Testo fornito:
━━━━━━━━━━

Il lettore viene introdotto allo storytelling fotografico attraverso una prefazione di Paolo Maria Noseda e un testo a cura di Hugh Nini e Neal Treadwell, la coppia di collezionisti texani, residenti a New York, che da oltre vent’anni si occupano di raccogliere fotografie che testimoniano l’amore romantico tra uomini.
La collezione, nata in modo del tutto accidentale – i primi scatti furono infatti acquistati in mercatini delle pulci –, raccoglie fotografie non unicamente ascrivibili al territorio americano, ma anche ad altri Paesi tra cui Australia, Bulgaria, Canada, Croazia, Francia, Germania, Giappone, Grecia, Lettonia, Regno Unito, Russia, Serbia.

━━━━━━━━━━

Estratto dei dati:
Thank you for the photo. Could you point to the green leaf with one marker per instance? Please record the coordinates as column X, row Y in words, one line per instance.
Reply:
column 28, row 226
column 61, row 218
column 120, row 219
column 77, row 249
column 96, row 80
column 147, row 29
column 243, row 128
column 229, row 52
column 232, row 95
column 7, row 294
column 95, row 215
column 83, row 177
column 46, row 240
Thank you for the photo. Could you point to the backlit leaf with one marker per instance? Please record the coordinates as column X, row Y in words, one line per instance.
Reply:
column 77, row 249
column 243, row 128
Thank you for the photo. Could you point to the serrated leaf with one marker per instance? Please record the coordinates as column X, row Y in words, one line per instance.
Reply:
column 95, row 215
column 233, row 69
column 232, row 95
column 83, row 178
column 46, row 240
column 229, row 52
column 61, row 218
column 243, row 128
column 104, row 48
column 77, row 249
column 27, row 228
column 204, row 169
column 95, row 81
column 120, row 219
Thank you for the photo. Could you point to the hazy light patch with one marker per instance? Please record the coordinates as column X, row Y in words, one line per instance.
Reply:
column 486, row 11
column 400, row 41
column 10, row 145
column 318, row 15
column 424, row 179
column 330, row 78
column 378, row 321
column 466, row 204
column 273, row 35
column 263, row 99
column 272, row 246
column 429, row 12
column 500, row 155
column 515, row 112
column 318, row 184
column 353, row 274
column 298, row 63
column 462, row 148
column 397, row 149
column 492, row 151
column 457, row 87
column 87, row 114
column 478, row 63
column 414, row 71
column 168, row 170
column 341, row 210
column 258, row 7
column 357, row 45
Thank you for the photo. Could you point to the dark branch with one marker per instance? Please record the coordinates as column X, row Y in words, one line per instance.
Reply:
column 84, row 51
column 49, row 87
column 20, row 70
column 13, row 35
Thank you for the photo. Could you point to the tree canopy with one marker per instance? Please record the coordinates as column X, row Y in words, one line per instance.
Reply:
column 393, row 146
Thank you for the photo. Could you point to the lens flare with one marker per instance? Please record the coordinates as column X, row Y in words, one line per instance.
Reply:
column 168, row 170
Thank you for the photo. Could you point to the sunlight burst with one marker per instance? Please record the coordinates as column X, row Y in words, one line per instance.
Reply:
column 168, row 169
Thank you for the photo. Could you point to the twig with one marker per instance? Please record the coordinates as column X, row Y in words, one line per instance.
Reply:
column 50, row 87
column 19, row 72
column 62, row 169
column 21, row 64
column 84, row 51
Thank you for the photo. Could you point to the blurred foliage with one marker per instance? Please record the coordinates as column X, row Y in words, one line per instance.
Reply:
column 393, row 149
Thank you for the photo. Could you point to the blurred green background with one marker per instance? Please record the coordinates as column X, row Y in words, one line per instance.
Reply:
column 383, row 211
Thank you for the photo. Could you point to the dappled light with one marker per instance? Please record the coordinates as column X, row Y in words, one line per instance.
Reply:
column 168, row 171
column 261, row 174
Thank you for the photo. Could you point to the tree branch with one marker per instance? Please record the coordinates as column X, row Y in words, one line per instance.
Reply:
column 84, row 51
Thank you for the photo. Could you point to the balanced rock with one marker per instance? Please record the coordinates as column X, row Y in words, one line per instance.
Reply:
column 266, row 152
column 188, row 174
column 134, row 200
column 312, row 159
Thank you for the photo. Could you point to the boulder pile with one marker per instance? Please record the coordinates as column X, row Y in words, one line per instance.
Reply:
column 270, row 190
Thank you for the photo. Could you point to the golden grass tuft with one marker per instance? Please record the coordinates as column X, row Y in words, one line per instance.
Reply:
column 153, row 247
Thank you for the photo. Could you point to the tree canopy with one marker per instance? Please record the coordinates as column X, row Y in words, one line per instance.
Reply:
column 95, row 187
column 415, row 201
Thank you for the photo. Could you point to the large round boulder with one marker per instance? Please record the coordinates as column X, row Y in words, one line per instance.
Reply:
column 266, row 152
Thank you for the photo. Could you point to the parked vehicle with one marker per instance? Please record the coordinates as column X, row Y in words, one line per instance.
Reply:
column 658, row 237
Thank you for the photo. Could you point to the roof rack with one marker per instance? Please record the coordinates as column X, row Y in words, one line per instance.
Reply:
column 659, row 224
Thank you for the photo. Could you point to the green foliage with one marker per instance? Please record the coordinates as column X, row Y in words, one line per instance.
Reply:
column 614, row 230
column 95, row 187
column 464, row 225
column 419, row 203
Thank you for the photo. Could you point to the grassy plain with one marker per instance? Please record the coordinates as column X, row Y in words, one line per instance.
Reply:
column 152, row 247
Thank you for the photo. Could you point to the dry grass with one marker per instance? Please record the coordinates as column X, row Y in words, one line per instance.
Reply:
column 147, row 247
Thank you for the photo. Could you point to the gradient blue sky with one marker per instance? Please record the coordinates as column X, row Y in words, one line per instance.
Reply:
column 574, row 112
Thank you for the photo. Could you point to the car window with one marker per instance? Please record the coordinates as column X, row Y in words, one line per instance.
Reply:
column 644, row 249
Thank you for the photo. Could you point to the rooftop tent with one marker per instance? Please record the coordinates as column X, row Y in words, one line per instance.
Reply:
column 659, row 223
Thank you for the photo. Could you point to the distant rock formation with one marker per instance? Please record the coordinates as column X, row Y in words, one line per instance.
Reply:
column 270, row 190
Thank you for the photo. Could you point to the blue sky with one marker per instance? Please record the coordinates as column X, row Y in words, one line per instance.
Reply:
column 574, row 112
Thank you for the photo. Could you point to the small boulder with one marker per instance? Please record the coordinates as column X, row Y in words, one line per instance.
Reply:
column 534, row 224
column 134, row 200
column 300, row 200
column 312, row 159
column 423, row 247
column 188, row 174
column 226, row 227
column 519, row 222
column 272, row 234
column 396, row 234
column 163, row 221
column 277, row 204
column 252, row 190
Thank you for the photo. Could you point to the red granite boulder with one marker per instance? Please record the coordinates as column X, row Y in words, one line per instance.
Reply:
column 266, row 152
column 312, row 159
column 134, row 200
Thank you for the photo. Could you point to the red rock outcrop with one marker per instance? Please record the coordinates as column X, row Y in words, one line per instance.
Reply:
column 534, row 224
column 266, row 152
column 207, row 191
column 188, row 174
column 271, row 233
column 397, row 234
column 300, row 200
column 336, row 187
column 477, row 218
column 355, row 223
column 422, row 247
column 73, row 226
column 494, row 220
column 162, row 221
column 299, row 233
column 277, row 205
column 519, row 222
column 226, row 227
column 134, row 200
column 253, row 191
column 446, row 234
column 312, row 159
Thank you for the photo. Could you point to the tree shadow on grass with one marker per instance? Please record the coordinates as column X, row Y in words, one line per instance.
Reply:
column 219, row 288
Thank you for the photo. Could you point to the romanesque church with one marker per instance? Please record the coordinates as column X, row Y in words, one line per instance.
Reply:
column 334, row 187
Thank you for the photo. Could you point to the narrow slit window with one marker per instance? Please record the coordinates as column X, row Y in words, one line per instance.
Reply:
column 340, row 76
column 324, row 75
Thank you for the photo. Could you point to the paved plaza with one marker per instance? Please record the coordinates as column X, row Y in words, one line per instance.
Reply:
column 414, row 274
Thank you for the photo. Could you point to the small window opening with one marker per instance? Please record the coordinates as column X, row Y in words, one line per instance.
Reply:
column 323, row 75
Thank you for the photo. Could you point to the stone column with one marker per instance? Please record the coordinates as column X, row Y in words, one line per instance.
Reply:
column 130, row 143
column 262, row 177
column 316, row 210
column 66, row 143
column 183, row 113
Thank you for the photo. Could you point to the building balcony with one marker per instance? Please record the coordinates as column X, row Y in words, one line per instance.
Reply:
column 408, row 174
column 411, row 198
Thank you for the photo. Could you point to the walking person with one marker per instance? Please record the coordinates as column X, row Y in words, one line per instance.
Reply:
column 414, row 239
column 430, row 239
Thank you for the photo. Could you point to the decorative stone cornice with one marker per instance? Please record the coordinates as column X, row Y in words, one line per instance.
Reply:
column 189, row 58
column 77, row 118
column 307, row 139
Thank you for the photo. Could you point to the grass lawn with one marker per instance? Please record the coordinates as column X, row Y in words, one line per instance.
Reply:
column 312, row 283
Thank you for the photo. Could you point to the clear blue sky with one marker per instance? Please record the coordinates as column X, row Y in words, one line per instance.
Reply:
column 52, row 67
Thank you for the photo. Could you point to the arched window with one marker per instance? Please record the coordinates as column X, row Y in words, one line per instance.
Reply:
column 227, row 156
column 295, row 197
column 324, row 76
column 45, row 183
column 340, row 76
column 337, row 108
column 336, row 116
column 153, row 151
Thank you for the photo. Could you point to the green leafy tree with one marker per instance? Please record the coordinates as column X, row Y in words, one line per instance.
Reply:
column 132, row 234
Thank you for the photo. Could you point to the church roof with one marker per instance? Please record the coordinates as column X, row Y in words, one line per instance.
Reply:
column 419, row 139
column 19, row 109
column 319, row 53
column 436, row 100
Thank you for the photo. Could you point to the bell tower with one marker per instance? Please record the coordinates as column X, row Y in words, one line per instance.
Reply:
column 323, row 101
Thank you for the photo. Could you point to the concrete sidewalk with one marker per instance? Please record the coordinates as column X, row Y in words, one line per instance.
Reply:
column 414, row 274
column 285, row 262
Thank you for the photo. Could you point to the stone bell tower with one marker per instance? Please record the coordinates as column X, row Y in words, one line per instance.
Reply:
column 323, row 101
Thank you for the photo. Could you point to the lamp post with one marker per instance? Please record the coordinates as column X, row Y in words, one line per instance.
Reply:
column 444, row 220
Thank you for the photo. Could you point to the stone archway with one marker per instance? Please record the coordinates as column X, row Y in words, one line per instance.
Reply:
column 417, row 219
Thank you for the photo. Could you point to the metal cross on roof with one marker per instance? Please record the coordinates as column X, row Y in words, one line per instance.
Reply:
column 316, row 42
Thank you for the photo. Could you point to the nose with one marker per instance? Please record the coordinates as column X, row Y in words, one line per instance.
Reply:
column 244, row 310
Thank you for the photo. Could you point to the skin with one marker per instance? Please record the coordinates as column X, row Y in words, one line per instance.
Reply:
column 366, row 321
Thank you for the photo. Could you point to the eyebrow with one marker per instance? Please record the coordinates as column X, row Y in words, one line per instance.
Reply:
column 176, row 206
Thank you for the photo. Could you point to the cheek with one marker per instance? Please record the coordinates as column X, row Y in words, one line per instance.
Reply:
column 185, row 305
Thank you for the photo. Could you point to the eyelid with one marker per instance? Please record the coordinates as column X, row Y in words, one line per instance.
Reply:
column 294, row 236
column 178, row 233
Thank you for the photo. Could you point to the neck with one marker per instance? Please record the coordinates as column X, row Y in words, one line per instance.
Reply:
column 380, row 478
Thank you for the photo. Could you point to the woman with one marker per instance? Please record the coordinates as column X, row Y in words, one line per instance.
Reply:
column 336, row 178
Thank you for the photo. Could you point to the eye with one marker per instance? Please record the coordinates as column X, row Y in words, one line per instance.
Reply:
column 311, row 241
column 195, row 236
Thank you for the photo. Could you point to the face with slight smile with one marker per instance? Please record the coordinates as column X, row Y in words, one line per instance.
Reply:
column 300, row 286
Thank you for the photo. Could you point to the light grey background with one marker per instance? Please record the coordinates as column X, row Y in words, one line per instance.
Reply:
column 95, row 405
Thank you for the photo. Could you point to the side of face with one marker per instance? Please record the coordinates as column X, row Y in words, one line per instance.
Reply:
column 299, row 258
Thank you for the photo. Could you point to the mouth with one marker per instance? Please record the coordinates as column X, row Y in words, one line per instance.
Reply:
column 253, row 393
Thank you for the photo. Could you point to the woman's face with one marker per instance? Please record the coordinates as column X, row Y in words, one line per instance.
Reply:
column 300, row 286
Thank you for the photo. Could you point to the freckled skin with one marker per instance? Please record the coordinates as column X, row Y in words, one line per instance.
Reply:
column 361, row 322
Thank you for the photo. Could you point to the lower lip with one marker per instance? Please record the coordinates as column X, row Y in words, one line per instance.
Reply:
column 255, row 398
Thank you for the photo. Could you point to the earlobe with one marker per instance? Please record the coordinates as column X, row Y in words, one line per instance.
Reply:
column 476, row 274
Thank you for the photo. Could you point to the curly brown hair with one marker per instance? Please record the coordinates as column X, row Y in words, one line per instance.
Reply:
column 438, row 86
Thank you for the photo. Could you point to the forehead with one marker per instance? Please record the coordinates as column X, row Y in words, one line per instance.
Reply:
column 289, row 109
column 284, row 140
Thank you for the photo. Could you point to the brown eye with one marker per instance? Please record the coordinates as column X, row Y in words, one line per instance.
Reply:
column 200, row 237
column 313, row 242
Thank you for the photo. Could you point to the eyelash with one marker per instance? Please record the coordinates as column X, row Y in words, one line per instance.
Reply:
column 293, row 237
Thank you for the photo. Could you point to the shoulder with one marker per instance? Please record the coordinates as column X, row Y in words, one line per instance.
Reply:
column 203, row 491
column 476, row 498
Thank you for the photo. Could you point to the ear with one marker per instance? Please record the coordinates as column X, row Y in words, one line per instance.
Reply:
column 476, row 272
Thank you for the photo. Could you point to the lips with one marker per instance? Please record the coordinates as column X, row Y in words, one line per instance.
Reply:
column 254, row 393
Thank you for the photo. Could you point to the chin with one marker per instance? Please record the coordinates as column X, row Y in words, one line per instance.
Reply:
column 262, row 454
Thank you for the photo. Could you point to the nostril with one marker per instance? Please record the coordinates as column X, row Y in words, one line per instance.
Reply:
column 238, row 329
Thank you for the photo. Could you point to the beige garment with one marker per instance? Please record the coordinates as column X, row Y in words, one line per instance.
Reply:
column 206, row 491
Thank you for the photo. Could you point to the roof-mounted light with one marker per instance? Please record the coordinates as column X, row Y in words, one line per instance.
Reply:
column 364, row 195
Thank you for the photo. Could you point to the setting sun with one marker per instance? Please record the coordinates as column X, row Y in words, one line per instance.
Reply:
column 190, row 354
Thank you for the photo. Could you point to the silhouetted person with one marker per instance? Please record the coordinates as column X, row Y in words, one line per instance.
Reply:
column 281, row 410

━━━━━━━━━━

Lavoro richiesto: Ricopia parola per parola dal testo fornito tutto il tratto che va da "La collezione, nata" fino a "Unito, Russia, Serbia.".

Risposta:
La collezione, nata in modo del tutto accidentale – i primi scatti furono infatti acquistati in mercatini delle pulci –, raccoglie fotografie non unicamente ascrivibili al territorio americano, ma anche ad altri Paesi tra cui Australia, Bulgaria, Canada, Croazia, Francia, Germania, Giappone, Grecia, Lettonia, Regno Unito, Russia, Serbia.